┌──
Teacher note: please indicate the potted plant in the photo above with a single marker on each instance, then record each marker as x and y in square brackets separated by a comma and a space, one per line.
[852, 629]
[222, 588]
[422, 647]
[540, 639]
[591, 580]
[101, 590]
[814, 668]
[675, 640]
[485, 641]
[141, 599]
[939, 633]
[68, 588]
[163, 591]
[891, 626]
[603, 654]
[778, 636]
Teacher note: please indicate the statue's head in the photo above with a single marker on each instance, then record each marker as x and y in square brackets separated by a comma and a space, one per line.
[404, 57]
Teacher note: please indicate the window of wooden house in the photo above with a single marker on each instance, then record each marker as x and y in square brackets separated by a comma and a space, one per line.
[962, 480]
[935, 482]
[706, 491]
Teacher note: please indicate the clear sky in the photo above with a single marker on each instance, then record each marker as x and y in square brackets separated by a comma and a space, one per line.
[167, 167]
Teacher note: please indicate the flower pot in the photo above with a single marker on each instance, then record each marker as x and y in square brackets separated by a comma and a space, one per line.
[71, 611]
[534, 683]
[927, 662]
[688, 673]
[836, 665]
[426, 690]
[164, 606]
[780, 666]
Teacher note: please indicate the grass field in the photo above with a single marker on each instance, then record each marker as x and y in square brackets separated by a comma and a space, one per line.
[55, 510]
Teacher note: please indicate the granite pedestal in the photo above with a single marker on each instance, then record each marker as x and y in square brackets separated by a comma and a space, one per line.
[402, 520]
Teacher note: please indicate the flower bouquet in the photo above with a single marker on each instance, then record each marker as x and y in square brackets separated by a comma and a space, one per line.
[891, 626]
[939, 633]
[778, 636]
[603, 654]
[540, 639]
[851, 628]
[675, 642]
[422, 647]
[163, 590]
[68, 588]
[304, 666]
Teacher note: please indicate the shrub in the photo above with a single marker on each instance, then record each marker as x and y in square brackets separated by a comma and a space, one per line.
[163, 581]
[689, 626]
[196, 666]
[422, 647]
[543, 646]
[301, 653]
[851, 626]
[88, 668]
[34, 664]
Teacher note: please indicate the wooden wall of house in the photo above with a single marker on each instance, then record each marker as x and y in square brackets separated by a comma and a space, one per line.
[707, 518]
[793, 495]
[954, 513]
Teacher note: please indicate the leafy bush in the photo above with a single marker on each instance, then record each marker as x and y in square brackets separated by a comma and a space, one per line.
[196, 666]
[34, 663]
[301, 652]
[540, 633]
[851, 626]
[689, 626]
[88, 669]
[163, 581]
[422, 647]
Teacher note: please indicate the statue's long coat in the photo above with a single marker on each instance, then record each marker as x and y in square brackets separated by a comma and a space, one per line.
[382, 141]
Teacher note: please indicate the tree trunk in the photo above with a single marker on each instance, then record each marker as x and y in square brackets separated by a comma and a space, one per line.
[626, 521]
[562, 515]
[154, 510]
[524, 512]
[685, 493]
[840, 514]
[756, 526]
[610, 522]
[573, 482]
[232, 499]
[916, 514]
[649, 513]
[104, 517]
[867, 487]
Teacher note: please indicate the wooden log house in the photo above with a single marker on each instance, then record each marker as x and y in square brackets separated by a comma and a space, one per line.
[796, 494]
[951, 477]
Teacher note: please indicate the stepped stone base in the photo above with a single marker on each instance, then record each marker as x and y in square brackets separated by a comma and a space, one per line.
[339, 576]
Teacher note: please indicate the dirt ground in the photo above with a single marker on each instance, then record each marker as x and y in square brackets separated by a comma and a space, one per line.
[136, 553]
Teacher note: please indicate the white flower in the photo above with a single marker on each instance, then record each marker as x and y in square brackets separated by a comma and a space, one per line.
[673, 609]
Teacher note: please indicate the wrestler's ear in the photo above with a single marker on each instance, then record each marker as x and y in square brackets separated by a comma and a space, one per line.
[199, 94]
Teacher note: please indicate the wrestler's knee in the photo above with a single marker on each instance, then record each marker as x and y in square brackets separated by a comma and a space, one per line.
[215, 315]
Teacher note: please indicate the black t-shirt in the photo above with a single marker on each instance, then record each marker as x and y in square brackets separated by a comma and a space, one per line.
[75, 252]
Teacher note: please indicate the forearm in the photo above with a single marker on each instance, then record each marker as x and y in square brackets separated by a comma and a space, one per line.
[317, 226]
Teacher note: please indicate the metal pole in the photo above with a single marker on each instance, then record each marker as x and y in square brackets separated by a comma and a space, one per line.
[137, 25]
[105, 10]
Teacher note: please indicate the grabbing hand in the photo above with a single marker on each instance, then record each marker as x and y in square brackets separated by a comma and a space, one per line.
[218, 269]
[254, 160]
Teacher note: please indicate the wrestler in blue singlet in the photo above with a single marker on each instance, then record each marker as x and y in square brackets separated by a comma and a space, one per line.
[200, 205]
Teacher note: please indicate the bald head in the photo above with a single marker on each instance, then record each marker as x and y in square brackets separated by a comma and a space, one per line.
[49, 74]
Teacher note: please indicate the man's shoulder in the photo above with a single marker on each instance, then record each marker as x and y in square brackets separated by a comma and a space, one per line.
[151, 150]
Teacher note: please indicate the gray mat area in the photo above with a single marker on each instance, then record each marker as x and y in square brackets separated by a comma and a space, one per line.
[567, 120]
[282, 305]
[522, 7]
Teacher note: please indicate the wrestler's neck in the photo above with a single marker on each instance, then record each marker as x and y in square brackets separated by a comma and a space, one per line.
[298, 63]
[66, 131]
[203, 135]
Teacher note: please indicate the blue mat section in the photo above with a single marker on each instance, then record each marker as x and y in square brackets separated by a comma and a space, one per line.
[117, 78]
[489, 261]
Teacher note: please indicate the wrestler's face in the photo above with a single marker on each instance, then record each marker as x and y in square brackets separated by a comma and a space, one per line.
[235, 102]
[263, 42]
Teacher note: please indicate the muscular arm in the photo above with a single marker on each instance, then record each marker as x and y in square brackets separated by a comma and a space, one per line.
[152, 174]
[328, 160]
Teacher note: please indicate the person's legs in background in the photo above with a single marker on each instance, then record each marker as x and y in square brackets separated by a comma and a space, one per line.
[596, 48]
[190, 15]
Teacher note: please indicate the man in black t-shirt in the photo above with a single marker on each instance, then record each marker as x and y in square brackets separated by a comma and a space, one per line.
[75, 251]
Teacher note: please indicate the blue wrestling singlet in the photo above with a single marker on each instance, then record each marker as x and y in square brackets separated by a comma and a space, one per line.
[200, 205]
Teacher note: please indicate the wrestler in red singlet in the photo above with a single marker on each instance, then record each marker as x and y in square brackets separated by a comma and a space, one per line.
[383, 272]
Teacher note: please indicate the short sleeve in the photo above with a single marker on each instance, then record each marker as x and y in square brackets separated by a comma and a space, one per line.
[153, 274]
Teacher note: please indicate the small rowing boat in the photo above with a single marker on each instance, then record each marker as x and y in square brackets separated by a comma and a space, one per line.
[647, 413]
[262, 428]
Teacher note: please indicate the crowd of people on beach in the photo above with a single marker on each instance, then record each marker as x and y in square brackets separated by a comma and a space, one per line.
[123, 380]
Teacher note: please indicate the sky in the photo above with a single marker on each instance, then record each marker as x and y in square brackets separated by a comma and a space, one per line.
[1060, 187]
└──
Task:
Once the records have been read, print them all again exactly.

Task output:
Teacher note: please indicate the potted plant in the photo above with a single marker on each instance, then record each marker as x and y in square brackets separated by a comma and a space, one per line.
[852, 629]
[222, 588]
[422, 647]
[540, 639]
[591, 580]
[101, 590]
[814, 668]
[675, 640]
[485, 641]
[141, 599]
[939, 633]
[68, 588]
[163, 591]
[891, 626]
[603, 654]
[778, 636]
Teacher note: please indicate the statue's head in the photo above with a single marker on each instance, then record each marker as x and y in square brackets separated by a comma and a space, one per line.
[404, 57]
Teacher note: please indicate the window of wooden house in the photo above with a single marker on each instance, then record each marker as x and y in square brackets separated by a comma and a space, one per line.
[962, 480]
[935, 482]
[706, 491]
Teacher note: please indicate the clear sky in the photo above with a single marker on each instance, then record each marker as x and y in square brackets separated by a comma and a space, one per line.
[167, 167]
Teacher note: please indicate the flower pot in the photo above with a single marker on each instance, then record each marker as x and y in square brackets separated by a comma and a space, one per line.
[71, 611]
[534, 683]
[927, 662]
[688, 673]
[836, 665]
[426, 690]
[164, 606]
[780, 666]
Teacher note: please indicate the grass field in the photo above with a single marker on each instance, then record each marker as x and y in square brackets separated by a comma and a space, one per line.
[55, 510]
Teacher note: please indicate the granite pedestal in the photo above with a single marker on each instance, then record each marker as x and y in square brackets separated by a comma and a space, one per line.
[402, 520]
Teacher note: please indicate the flower bouquet in the photo above with a single marker on each instance, then record each marker as x and y in square brackets separated by a comma and a space, one per line.
[891, 626]
[939, 633]
[778, 636]
[603, 654]
[540, 639]
[851, 628]
[675, 642]
[422, 647]
[163, 590]
[68, 588]
[304, 666]
Teacher note: please indicate the shrub in the photo above with a single marker on each instance, then record each marker as x and y in square brackets separated by a comma and a space, one per line.
[163, 581]
[689, 626]
[196, 666]
[422, 647]
[543, 646]
[301, 653]
[851, 626]
[88, 668]
[34, 664]
Teacher note: please indicate the wooden wall of house in the photo above with a single marker on each instance, then record each marker as x and y in square brackets separated by a comma and a space, one per line.
[707, 518]
[793, 495]
[954, 513]
Teacher note: please indicate the leafy bush in the photo above with a single marker on each instance, then record each marker as x and y in square brackets separated by a comma and a space, one per line.
[196, 666]
[34, 663]
[301, 652]
[540, 633]
[851, 626]
[689, 626]
[88, 669]
[163, 581]
[422, 647]
Teacher note: please indicate the statue's long coat in the photo above with a single marker on each instance, then record each marker as x and y in square brackets separated by a comma and a space, one per line.
[382, 141]
Teacher note: please indicate the tree trunk in the photo above with a single marker on each instance, then record each marker as x and y in square brackets separated by a comma and a space, one per line.
[626, 521]
[562, 515]
[154, 510]
[524, 512]
[685, 493]
[840, 514]
[756, 526]
[610, 522]
[573, 482]
[232, 499]
[916, 514]
[649, 513]
[104, 517]
[867, 487]
Teacher note: please indicate the wooden log house in the photo above with a single marker on each instance, then record each marker as x and y in square brackets separated by a comma and a space, one per line.
[796, 494]
[951, 477]
Teacher note: please indicate the stepped stone base in the photo above with a single marker on each instance, then record each marker as x and y in square brackets separated by a comma and a space, one per line.
[339, 576]
Teacher note: please indicate the dirt ground in the photo above with a single marker on each instance, then record each marker as x and y in square brackets separated by a comma and a space, one per line.
[136, 553]
Teacher note: please indicate the white flower in the photo above with a single marker on each instance, then record each marker as x and y in square brackets separated by a comma and a space, one per line.
[673, 609]
Teacher note: please indicate the wrestler's ear in the photo above with a single marker on each instance, then record each marker as x and y in square brackets separated by a comma and a space, one per line.
[199, 94]
Teacher note: please indicate the wrestler's knee in the photo above with a single marker on each instance, then record each marker as x and y in square brackets separated by a comma and a space, one per line.
[215, 315]
Teacher note: please indicate the black t-shirt in the photo above with a single marker on each instance, then record each marker as x and y in square brackets separated by a comma and a space, one per line.
[75, 252]
Teacher note: please indicate the forearm in the photo above with a single marker on each instance, then record each marker as x and y in square brackets separated by a comma and a space, one per line.
[317, 226]
Teacher note: please indicate the metal pole in the photo above with a single marker on each instance, then record each marker as x and y in square brackets separated by a comma and a space, one per line.
[137, 25]
[105, 10]
Teacher note: please indicate the grabbing hand in the photo above with a single marker on each instance, then record each marker as x and y in square brackets separated by a comma and a space, one per line.
[218, 269]
[254, 160]
Teacher note: please indicate the wrestler in blue singlet in the photo above with a single marker on each instance, then record each marker as x and y in square brackets separated by a comma and a space, one per line.
[200, 205]
Teacher note: please indicate the bald head in the photo above with a single marker on each instance, then record each marker as x and y in square brackets separated by a comma and a space, one per line.
[49, 74]
Teacher note: please indicate the man's shoulder in the photo above with a single marker on each instance, then record each marker as x and y in square brackets separated by a comma and a space, one per line.
[151, 150]
Teacher note: please indicate the gray mat area in the photo above with a single marker on each instance, then record each marker as x and y in square brackets separated by a comma and a space, one per line.
[567, 120]
[282, 305]
[522, 7]
Teacher note: please indicate the wrestler's neck in the photo above with a single marker on each instance, then record each marker as x and y in square brackets separated by a comma and a space, one per line.
[298, 63]
[66, 131]
[203, 135]
Teacher note: please indicate the blue mat section in the photo above with a single marker on each instance, then record each marker as x and y in square brackets separated by a comma and a space, one per line.
[117, 78]
[489, 261]
Teacher note: please indicate the wrestler's face in the photo above with a single marker on each instance, then record each marker as x and y in square brackets separated by a comma and a space, one per line.
[235, 102]
[263, 42]
Teacher note: please indicate the muscular arm in the photo above with a single marker on each instance, then record each marker as x and y in square brackets separated by a comma and a space, one per line.
[152, 174]
[328, 160]
Teacher note: please indicate the person's legs in background in the photo above with a single marker on each instance, then record each marker as x and y in square brackets separated by a comma and a space, one per line.
[596, 48]
[190, 15]
Teacher note: please indicate the man in black t-shirt in the photo above with a single marker on each instance, then record each marker as x and y in square brackets separated by a comma and a space, one per line.
[75, 251]
Teacher note: please indicate the blue wrestling singlet in the photo above with a single marker on each instance, then record each marker as x and y in square brackets separated by a comma and a space, one per line.
[200, 205]
Teacher note: please indicate the wrestler in red singlet in the photo above with a single marker on each instance, then record each marker as x and y in square brackets separated by a comma and a space, one per line.
[383, 272]
Teacher note: please indicate the short sleeve in the photo above with a single marker on each instance, then record each marker as x and y in square brackets separated by a comma and a space, one per line.
[153, 274]
Teacher note: please indicate the small rowing boat in the photo above with a single marker on each instance, then record each marker as x and y in square brackets separated by a comma and a space, one per line.
[647, 413]
[262, 428]
Teacher note: please indicate the crowd of people on beach in the photo above with a single marker on each instance, then record each marker as x and y in square brackets separated by a comma and a space, one per line.
[123, 380]
Teacher note: please indicate the sky in the photo above with a single marker on each instance, then record each marker as x and y in square brackets separated by a comma and a space, one per line.
[1060, 187]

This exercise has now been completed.